- **Document text**
[Start of section]

I look forward to seeing the careers of the current and past YIA winners to continue to develop. The above noted findings also infer that very high bars have been established for future Young Investigator awardees, and I wish all awardees best of luck to exceed the precedence set by earlier award winners.

[End of section]

- **Exercise 1**
Answer these questions from the passage on Young Investigator award winners:
(a) Whose careers does the writer look forward to seeing continue to develop?
(b) According to the findings, what has been established for future Young Investigator awardees?
(c) What does the writer wish all awardees?
- **Exercise 2**
Write out the stretch of the passage on Young Investigator award winners from "I look forward" through "earlier award winners.", word for word.

- **Material provided**

[Start of section]

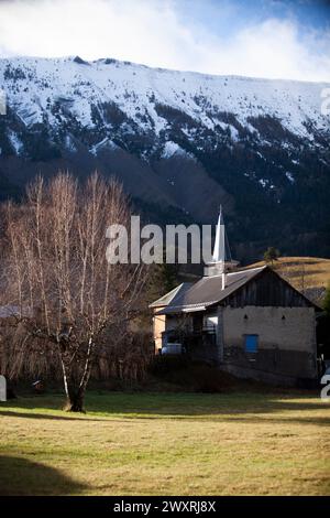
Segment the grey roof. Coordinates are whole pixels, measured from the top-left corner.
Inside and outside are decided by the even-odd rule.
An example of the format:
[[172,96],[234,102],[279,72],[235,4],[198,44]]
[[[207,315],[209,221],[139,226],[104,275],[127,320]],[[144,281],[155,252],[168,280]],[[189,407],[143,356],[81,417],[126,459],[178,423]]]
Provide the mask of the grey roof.
[[153,302],[148,306],[150,307],[164,307],[164,306],[167,306],[169,303],[176,304],[176,300],[179,299],[182,295],[184,295],[193,285],[194,285],[193,282],[183,282],[182,284],[174,288],[174,290],[170,290],[168,293],[161,296],[161,299],[157,299],[155,302]]
[[[202,311],[206,307],[227,299],[227,296],[232,294],[239,288],[243,287],[246,282],[256,277],[266,268],[267,267],[264,266],[260,268],[252,268],[250,270],[248,269],[227,273],[224,290],[222,290],[221,274],[204,277],[195,284],[190,284],[190,288],[183,291],[179,290],[176,296],[173,298],[167,304],[158,304],[158,306],[166,305],[166,307],[158,311],[157,314],[170,314],[198,310]],[[170,293],[167,293],[167,295]],[[165,300],[167,295],[165,295],[163,300]],[[160,301],[162,299],[160,299]]]

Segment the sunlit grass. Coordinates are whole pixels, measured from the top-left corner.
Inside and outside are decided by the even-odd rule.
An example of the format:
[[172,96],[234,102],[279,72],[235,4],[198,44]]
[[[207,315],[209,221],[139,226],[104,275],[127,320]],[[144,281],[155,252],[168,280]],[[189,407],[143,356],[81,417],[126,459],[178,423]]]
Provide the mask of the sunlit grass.
[[330,493],[330,404],[301,393],[61,395],[0,403],[0,493]]

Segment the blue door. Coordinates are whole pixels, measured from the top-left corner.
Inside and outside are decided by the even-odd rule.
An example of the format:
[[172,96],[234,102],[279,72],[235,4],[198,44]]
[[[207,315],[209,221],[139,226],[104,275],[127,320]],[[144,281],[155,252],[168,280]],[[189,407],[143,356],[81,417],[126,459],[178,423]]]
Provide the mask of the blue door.
[[246,353],[257,352],[257,335],[245,335],[245,352]]

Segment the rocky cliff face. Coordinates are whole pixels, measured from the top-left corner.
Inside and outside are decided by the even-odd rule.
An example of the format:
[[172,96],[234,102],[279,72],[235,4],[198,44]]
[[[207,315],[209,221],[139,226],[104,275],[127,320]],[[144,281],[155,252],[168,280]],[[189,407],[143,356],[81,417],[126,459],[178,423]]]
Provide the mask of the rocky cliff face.
[[327,84],[79,57],[0,60],[0,196],[36,173],[114,174],[156,222],[215,223],[250,259],[330,255]]

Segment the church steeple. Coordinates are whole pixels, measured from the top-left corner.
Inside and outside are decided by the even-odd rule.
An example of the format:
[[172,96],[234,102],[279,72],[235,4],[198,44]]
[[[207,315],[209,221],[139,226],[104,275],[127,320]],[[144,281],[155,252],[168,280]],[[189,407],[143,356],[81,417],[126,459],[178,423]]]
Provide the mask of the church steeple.
[[233,270],[238,266],[238,261],[231,258],[229,241],[226,233],[223,211],[220,205],[218,224],[216,229],[216,240],[212,253],[212,260],[208,263],[206,269],[207,276],[218,276]]

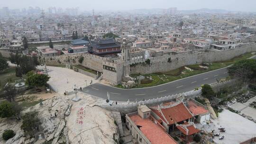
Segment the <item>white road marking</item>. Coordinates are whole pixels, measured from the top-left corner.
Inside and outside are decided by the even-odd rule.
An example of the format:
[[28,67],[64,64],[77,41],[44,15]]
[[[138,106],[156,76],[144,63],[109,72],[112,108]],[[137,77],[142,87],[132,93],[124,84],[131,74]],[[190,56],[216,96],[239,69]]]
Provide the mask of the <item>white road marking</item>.
[[146,94],[144,93],[144,94],[137,94],[137,95],[135,95],[136,96],[142,96],[142,95],[146,95]]
[[164,92],[164,91],[166,91],[166,90],[162,90],[162,91],[158,91],[158,92],[160,93],[160,92]]
[[110,92],[110,93],[114,94],[116,94],[116,95],[120,95],[120,93],[117,93]]

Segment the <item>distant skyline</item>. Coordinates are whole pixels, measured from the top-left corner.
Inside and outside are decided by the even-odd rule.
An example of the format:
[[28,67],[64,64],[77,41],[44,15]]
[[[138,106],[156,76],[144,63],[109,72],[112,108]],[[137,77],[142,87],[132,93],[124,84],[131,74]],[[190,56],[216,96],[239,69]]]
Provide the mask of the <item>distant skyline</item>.
[[9,9],[38,7],[47,9],[79,7],[82,11],[120,10],[140,9],[167,9],[177,7],[178,10],[192,10],[203,8],[222,9],[230,11],[256,12],[256,0],[2,0],[1,7]]

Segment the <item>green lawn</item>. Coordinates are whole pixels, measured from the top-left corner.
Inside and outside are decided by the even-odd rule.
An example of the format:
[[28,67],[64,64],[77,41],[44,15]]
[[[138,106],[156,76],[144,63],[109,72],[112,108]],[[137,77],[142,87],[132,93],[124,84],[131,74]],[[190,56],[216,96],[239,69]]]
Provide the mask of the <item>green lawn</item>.
[[[23,75],[22,78],[26,79],[26,75]],[[15,67],[10,67],[10,68],[0,73],[0,89],[1,89],[3,88],[7,82],[9,83],[14,83],[15,81],[19,79],[20,79],[20,78],[16,76]]]
[[46,63],[46,66],[55,66],[55,67],[62,67],[62,68],[65,68],[66,67],[66,65],[65,64],[60,64],[60,63],[56,63],[56,64],[49,64],[49,63]]
[[[184,67],[182,67],[174,70],[165,72],[157,72],[152,73],[151,75],[143,74],[143,75],[144,76],[150,76],[151,75],[153,79],[152,82],[147,84],[140,84],[137,85],[133,88],[145,88],[157,86],[182,78],[226,67],[229,65],[234,64],[238,61],[248,58],[253,55],[253,54],[251,53],[247,53],[229,60],[212,63],[212,64],[208,66],[209,68],[208,69],[200,68],[199,67],[200,64],[198,64],[186,66],[192,69],[193,71],[190,71],[185,69]],[[135,78],[139,75],[140,75],[139,74],[132,74],[131,76]],[[120,88],[123,88],[121,85],[118,85],[116,87]]]
[[97,75],[97,72],[96,71],[95,71],[94,70],[91,70],[91,69],[89,69],[88,68],[85,67],[83,66],[82,65],[76,65],[74,66],[74,67],[76,67],[77,68],[79,68],[80,69],[81,69],[82,70],[83,70],[84,71],[91,73],[92,73],[93,74]]

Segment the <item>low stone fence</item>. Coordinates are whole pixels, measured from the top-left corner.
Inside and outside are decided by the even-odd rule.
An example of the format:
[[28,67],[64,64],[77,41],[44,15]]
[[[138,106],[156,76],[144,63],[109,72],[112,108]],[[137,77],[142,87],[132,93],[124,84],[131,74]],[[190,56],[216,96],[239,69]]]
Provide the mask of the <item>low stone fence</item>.
[[74,70],[75,72],[81,73],[82,74],[85,74],[86,75],[88,75],[89,76],[90,76],[93,78],[97,78],[98,77],[98,76],[96,74],[94,74],[91,72],[84,71],[83,70],[81,70],[75,66],[73,66],[73,70]]
[[118,102],[117,105],[114,103],[112,106],[110,106],[106,103],[105,104],[102,104],[100,106],[101,108],[109,110],[119,111],[122,114],[124,114],[136,111],[137,110],[137,107],[139,105],[146,105],[148,107],[151,107],[163,102],[170,101],[175,99],[177,98],[183,96],[185,98],[194,98],[201,95],[201,89],[199,89],[198,90],[192,90],[183,93],[150,99],[145,101],[132,102],[130,102],[129,101],[126,102]]
[[[235,80],[231,80],[223,81],[219,83],[214,83],[210,84],[211,86],[214,88],[216,87],[222,87],[227,84],[232,84],[234,83]],[[185,98],[193,98],[200,96],[201,94],[201,88],[198,88],[198,90],[192,90],[190,91],[179,93],[175,95],[169,95],[161,98],[150,99],[145,101],[139,101],[137,102],[118,102],[116,105],[115,102],[111,106],[109,104],[105,103],[101,104],[100,107],[106,109],[110,111],[119,111],[122,114],[128,114],[135,112],[137,110],[137,107],[139,105],[146,105],[148,107],[151,107],[163,102],[166,102],[172,101],[177,98],[184,97]],[[111,99],[110,99],[111,100]]]

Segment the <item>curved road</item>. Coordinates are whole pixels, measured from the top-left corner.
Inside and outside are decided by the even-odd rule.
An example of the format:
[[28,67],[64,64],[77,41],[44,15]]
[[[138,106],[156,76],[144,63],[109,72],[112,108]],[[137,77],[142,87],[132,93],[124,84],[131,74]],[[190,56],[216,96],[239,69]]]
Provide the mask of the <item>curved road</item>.
[[108,91],[110,99],[114,101],[146,100],[193,90],[202,84],[213,83],[216,82],[216,79],[228,76],[228,69],[225,68],[153,87],[127,90],[96,83],[85,88],[82,91],[105,99]]
[[[256,56],[252,58],[256,59]],[[202,84],[216,82],[216,79],[228,76],[228,69],[224,68],[153,87],[127,90],[97,83],[85,88],[82,91],[104,99],[107,99],[108,91],[110,100],[114,101],[146,100],[190,91],[201,87]]]

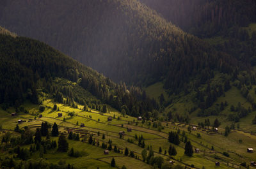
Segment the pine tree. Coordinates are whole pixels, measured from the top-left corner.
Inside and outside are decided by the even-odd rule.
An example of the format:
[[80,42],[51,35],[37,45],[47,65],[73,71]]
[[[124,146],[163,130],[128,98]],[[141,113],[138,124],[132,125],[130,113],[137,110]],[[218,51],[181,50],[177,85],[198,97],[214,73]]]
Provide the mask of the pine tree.
[[41,131],[39,128],[36,128],[36,131],[35,135],[35,143],[40,143],[41,142]]
[[158,151],[159,153],[162,152],[162,147],[159,147],[159,150]]
[[90,138],[89,138],[88,143],[89,143],[90,144],[92,144],[93,142],[93,140],[92,139],[92,136],[90,135]]
[[102,108],[102,113],[106,114],[106,112],[108,112],[108,108],[106,105],[104,105]]
[[125,150],[124,151],[124,155],[128,156],[129,155],[129,150],[127,147],[125,148]]
[[52,129],[52,136],[58,136],[58,135],[59,135],[59,129],[58,128],[57,124],[54,122]]
[[68,149],[68,143],[63,133],[59,137],[58,142],[58,151],[61,152],[67,152]]
[[73,132],[70,131],[68,133],[68,139],[72,140],[73,138]]
[[112,158],[111,165],[112,167],[115,167],[116,166],[116,162],[115,161],[115,158]]
[[188,156],[191,157],[192,156],[193,153],[194,151],[193,150],[192,145],[190,141],[188,141],[185,145],[185,154],[187,155]]

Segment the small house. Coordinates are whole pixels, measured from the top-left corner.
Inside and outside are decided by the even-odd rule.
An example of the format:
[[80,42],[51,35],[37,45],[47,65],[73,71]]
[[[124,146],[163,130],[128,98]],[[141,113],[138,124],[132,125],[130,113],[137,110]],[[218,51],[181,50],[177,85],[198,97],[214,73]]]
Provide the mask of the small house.
[[247,152],[253,152],[253,148],[248,148],[247,149]]
[[192,130],[196,130],[196,126],[193,126],[192,127]]
[[125,134],[124,134],[124,131],[119,131],[119,135],[124,135]]
[[68,129],[68,133],[72,132],[73,133],[73,129]]
[[195,153],[199,153],[199,152],[200,152],[199,149],[195,149]]
[[109,151],[108,150],[104,150],[104,154],[109,154]]

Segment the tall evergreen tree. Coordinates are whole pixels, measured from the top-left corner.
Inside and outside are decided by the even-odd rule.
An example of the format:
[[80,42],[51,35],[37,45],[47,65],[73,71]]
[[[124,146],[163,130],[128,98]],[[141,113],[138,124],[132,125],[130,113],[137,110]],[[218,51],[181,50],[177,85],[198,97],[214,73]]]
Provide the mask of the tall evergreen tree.
[[112,167],[115,167],[116,166],[116,161],[115,161],[115,158],[112,158],[111,165]]
[[36,128],[36,133],[35,135],[35,142],[40,143],[41,142],[41,131],[39,128]]
[[193,150],[192,145],[190,141],[188,141],[185,145],[185,154],[187,155],[188,156],[191,157],[192,156],[193,153],[194,151]]
[[57,124],[54,122],[52,129],[52,136],[58,136],[59,135],[59,129],[58,128]]
[[66,137],[61,133],[58,141],[58,151],[61,152],[67,152],[68,149],[68,143],[67,142]]

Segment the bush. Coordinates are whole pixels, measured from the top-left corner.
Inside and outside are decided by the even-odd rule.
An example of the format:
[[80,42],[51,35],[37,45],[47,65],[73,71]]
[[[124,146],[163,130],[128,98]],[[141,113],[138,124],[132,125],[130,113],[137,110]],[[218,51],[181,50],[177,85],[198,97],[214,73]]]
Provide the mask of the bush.
[[40,106],[39,107],[39,110],[40,112],[44,112],[45,110],[45,107],[44,106]]

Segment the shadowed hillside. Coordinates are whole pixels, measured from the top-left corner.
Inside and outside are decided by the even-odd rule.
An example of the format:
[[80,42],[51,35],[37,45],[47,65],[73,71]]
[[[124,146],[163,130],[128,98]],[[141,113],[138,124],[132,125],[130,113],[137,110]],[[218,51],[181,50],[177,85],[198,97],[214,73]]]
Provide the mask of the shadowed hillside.
[[[115,81],[147,85],[166,79],[179,92],[236,59],[184,33],[136,0],[8,1],[1,22],[44,41]],[[11,13],[11,11],[17,12]]]

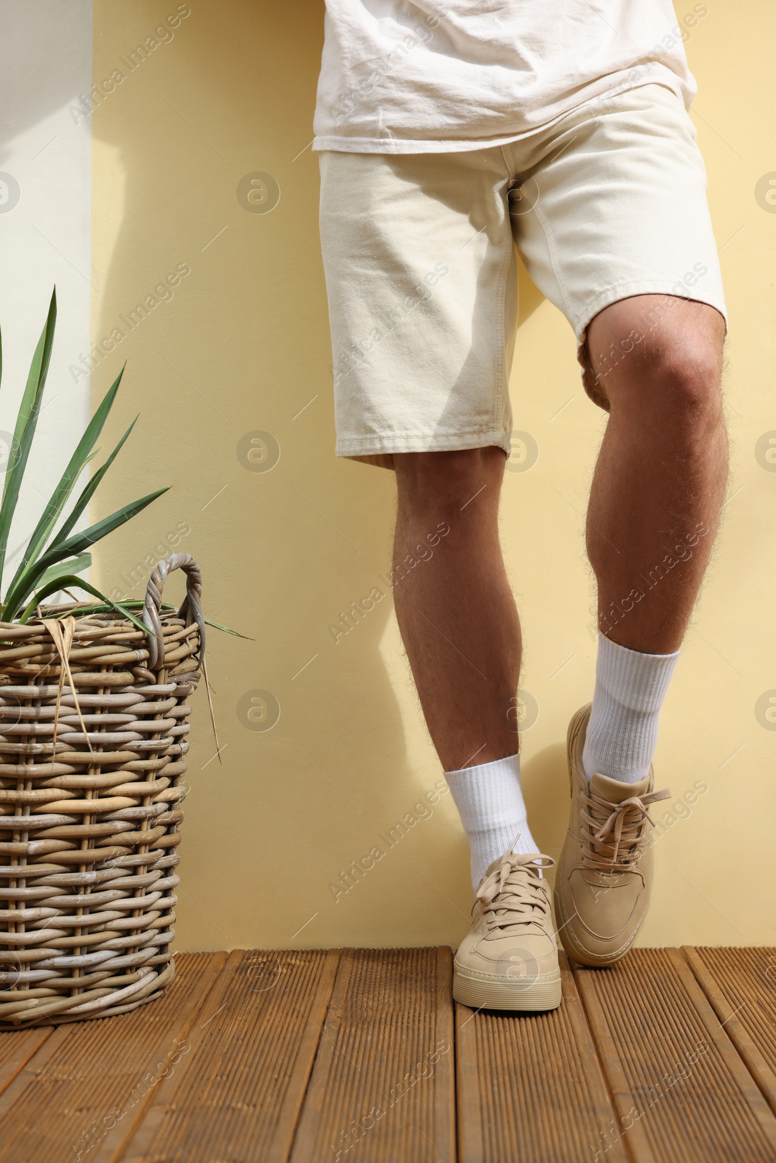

[End of section]

- **Result 1**
(a) The current and past YIA winners.
(b) Very high bars.
(c) Best of luck to exceed the precedence set by earlier award winners.

- **Result 2**
I look forward to seeing the careers of the current and past YIA winners to continue to develop. The above noted findings also infer that very high bars have been established for future Young Investigator awardees, and I wish all awardees best of luck to exceed the precedence set by earlier award winners.